30 ans depuis le troisième opus (Mad-Max : Au delà du dôme du Tonnerre) décevant mais pas nul, on pensait la saga Mad-Max définitivement enterrée. Le genre post-apocalyptique peinait à se faire remarquer malgré des tentatives plus ou moins fidèles au genre (on peut citer rien que dans les années 2000, Le Livre d’Elie, Je suis une Légende ou encore La Route) lorsqu’il n’était pas tout simplement réduit à de la série Z comme on en a connu dans les années 80… Triste mais vrai, le post apocalyptique avait quelques part perdu ses lettres de noblesse.


C’était sans compter une longue gestation dans le cerveau de George Miller, le créateur de Mad-Max, égaré alors dans l’univers du film d’animation (les très bons Happy Feet 1 et 2, c’est lui !) et dont on imagine bien qu’il s’est inspiré du langage visuel propre à l’animation pour élaborer son Fury Road. Nous voici donc en 2015. Et le moins que l’on puisse dire c’est que depuis le premier Mad-Max en 1979, l’époque a changée. Il fut un temps où le genre était mal considéré. On parlait de déviance, de film punk. Aujourd’hui, l’équipe de Mad Max : Fury Road foule le tapis rouge du Festival de Cannes, le film bénéficie d’une énorme couverture médiatique et le R-Rated est devenu un argument de vente et de buzz. Hier considéré comme sous-culture, voici le genre post-apocalypse consacré ! Si on ne peut donc plus parler de mouvement contestataire « punk », on peut toutefois affirmer que le cinéma de genre a définitivement gagné et c’est naturellement le Cinéma qui en ressort grandi. Et de quelle manière ! George Miller, Avec Mad-Max Fury Road, tel le Ben-Hur du post apocalypse, vient de terrasser plus de 10 années de blockbusters aseptisés et coincés entre les cascades en CGI d’un Fast and Furious et autres Transformers et plus généralement, la « marvelisation » du cinéma de divertissement à grand spectacle.


Mad-Max dépeint donc un monde où l’homme doit redevenir primate s’il veut espérer survivre. C’est le plus fort qui règne, mais au sens darwiniste du terme.

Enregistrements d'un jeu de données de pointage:
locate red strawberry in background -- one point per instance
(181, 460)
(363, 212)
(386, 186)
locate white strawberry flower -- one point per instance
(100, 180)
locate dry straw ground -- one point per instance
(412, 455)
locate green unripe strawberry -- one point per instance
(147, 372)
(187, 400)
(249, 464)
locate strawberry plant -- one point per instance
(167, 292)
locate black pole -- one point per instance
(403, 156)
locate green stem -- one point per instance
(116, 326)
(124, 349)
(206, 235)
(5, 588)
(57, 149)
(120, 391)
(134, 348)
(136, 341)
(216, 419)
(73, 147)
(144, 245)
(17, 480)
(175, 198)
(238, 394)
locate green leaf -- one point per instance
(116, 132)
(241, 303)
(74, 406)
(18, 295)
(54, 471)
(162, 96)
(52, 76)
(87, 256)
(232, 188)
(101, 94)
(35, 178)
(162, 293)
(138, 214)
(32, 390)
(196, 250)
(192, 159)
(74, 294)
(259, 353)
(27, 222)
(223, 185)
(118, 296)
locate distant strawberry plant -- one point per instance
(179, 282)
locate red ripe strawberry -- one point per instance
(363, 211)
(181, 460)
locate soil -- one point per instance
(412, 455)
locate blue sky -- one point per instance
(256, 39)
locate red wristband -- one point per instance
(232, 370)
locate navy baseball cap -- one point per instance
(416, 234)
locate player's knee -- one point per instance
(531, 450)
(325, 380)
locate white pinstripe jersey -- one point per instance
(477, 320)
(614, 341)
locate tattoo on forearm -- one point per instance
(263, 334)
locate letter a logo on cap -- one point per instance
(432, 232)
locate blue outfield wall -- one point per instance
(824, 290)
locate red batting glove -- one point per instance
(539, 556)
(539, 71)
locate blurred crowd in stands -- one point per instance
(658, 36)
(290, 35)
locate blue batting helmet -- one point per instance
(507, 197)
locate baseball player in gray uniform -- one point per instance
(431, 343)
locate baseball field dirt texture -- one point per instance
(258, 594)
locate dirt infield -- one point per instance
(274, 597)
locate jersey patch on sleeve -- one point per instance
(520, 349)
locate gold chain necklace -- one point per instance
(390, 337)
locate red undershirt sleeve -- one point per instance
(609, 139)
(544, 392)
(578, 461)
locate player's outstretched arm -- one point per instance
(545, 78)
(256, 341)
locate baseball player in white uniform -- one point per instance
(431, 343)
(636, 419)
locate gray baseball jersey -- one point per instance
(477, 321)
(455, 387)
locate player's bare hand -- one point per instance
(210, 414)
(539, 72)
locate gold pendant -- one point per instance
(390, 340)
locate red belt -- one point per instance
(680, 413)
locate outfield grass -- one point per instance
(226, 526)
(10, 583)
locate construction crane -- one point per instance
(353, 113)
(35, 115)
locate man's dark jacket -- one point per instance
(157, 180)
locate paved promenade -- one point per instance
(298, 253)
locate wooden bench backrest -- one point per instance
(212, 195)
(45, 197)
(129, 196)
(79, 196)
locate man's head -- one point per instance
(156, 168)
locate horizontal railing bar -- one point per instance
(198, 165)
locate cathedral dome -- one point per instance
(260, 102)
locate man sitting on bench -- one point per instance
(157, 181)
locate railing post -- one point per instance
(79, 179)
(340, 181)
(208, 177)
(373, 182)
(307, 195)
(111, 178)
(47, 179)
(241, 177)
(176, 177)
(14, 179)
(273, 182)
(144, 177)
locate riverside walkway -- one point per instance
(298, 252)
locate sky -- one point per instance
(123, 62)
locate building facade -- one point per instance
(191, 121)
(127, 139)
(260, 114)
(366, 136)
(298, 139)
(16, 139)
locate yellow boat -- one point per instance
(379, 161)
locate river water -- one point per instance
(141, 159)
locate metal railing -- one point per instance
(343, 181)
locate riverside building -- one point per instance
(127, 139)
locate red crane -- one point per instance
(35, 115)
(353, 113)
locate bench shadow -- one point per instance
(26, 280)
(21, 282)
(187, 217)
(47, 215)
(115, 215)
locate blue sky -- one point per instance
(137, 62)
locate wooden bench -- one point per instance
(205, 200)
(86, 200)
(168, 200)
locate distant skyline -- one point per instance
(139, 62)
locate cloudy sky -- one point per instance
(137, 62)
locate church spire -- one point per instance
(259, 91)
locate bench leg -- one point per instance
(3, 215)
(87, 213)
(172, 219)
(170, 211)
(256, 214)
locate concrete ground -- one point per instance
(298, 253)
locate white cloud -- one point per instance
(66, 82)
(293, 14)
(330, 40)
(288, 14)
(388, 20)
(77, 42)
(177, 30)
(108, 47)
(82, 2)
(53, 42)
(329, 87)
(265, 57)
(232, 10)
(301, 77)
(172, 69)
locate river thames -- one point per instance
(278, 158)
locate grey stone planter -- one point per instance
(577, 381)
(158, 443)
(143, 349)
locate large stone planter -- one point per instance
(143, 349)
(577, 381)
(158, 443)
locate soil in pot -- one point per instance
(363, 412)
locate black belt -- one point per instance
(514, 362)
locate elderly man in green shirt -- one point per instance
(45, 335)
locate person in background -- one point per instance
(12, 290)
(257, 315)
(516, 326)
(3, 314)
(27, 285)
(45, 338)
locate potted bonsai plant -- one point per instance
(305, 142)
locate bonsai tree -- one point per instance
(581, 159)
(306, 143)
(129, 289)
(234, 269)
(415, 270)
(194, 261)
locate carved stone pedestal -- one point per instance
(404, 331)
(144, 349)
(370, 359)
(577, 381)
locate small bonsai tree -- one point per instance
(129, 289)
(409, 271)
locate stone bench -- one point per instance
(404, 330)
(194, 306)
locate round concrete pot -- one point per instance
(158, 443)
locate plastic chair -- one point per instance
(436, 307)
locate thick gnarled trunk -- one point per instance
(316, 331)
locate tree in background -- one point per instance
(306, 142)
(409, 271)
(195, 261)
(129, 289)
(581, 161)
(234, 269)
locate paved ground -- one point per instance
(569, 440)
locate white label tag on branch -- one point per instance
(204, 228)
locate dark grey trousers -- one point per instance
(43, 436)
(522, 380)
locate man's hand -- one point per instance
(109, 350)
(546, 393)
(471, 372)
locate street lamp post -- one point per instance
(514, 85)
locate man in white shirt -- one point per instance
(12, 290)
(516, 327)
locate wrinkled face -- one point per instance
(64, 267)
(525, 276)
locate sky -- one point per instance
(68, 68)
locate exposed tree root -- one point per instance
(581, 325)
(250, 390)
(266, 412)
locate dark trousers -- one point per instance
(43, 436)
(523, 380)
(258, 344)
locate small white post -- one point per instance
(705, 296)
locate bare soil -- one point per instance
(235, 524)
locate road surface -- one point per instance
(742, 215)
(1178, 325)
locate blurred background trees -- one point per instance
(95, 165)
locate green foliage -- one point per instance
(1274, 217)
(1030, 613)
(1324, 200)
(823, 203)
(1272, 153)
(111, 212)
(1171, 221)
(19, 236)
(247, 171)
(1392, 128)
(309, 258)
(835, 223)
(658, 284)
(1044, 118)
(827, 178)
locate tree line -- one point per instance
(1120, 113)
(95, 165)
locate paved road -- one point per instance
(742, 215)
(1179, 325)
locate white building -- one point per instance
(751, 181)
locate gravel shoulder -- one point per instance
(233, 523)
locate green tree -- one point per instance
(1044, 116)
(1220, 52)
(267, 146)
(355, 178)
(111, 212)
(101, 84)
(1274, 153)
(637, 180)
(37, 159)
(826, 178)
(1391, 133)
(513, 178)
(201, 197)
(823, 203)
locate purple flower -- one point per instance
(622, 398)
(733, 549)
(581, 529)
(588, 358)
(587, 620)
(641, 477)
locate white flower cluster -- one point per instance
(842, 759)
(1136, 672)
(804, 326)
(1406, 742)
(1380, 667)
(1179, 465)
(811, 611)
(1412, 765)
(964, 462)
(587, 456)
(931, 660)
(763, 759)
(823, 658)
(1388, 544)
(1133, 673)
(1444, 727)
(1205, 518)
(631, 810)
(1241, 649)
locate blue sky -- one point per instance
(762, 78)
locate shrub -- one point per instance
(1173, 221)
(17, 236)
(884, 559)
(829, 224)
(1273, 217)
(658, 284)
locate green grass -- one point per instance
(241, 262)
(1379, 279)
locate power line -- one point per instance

**CONSIGNES:**
(a) Répondez à ces questions d'après l'extrait fourni :
(i) En quelle année est sorti le premier Mad-Max ?
(ii) Quels films d'animation sont attribués à George Miller ?
(iii) Sur le tapis rouge de quel festival marche l'équipe de Mad Max : Fury Road ?
(b) Énumérez tous les films que l'extrait fourni cite comme tentatives post-apocalyptiques des années 2000.
(c) Recopiez un passage de l'extrait fourni. Commencez aux mots contenant "Mad-Max dépeint donc" et arrêtez-vous après "darwiniste du terme.".
Les données n'interviennent pas dans ce travail.

**CORRIGÉS:**
(a)
(i) En 1979.
(ii) Happy Feet 1 et 2.
(iii) Le Festival de Cannes.

(b)
Le Livre d'Elie
Je suis une Légende
La Route

(c)
Mad-Max dépeint donc un monde où l’homme doit redevenir primate s’il veut espérer survivre. C’est le plus fort qui règne, mais au sens darwiniste du terme.